MATERIAL PROVIDED =
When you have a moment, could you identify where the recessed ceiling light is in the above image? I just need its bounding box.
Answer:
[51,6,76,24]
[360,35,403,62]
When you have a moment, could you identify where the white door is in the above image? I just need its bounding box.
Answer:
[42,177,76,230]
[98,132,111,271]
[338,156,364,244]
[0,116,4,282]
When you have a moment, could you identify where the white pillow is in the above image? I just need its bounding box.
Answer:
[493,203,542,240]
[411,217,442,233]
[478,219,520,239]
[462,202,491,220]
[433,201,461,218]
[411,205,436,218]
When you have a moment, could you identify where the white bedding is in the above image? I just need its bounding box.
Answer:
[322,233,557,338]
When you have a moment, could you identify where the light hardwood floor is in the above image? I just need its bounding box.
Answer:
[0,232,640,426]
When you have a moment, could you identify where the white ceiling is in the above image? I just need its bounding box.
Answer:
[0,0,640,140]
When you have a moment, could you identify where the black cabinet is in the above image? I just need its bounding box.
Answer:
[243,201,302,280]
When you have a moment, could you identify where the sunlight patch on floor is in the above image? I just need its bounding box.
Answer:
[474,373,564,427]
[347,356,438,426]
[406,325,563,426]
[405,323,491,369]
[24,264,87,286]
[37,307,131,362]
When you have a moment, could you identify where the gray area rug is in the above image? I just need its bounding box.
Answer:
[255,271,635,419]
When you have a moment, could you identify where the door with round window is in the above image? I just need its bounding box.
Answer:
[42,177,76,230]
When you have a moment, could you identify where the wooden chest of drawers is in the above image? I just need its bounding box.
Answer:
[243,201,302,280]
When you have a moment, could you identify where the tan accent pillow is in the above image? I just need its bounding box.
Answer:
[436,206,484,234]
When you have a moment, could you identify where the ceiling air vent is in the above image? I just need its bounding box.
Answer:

STATED PROBLEM =
Lay out the lines above as a Markdown table with the columns Row and Line, giving each line its row number and leaving out blank lines.

SOLUTION FOR THIS PROBLEM =
| Row | Line |
|---|---|
| 1 | When you have a moment, could you identify where the recessed ceiling light is in the above image? I just need its bounding box. |
| 2 | Answer: |
| 3 | [51,6,76,24] |
| 4 | [360,35,403,62] |
| 5 | When you have a moment, could you identify where the white door is in the above image? I just need its bounding box. |
| 6 | Answer: |
| 7 | [42,177,76,230] |
| 8 | [98,132,111,271] |
| 9 | [338,156,364,244] |
| 10 | [0,116,4,282] |
| 11 | When you have a moment, could you identify where the white pillow is in the above image? I just need its bounding box. |
| 12 | Answer: |
| 13 | [493,203,542,240] |
| 14 | [411,217,442,233] |
| 15 | [478,219,520,239] |
| 16 | [462,202,491,220] |
| 17 | [433,201,461,218] |
| 18 | [411,205,436,218] |
| 19 | When you have a moment, could you identify where the white bedding is in the above image? I just need its bounding box. |
| 20 | Answer: |
| 21 | [322,233,557,338] |
| 22 | When you have a moment, could you identify where the light hardwood floor is in the above image? I just need its bounding box. |
| 23 | Answer: |
| 24 | [0,232,640,426] |
| 25 | When you have a moment, could you identify where the white ceiling is in the above image? I just need its bounding box. |
| 26 | Answer: |
| 27 | [0,0,640,140] |
| 28 | When you have a moment, could you identify where the black cabinet is in the above image? I just need its bounding box. |
| 29 | Answer: |
| 30 | [243,201,302,280] |
| 31 | When you have a moment, could you identify where the sunlight patch on floor is in the above image? I just need its bounding box. |
| 32 | Answer: |
| 33 | [474,373,564,427] |
| 34 | [347,356,438,426] |
| 35 | [406,325,563,426] |
| 36 | [405,323,491,369] |
| 37 | [24,264,87,286] |
| 38 | [37,307,131,362] |
| 39 | When you have a moment, could you identify where the gray area rug is in the above image? I just need its bounding box. |
| 40 | Answer: |
| 41 | [255,271,635,419] |
| 42 | When you have a moment, could you identify where the door with round window is in the above image? I just need its bounding box. |
| 43 | Answer: |
| 44 | [42,177,76,230] |
| 45 | When you have a moment, could you identify where the wooden chest of drawers is in the above image? I just need its bounding box. |
| 46 | Answer: |
| 47 | [243,201,302,280] |
| 48 | When you have a moment, could you identify where the tan accent pillow is in the above image? I just need its bounding box. |
| 49 | Answer: |
| 50 | [436,206,484,234] |
| 51 | When you have a moment, could you identify where the ceiling air vent is in the above image? I just need its bounding box. |
| 52 | Answer: |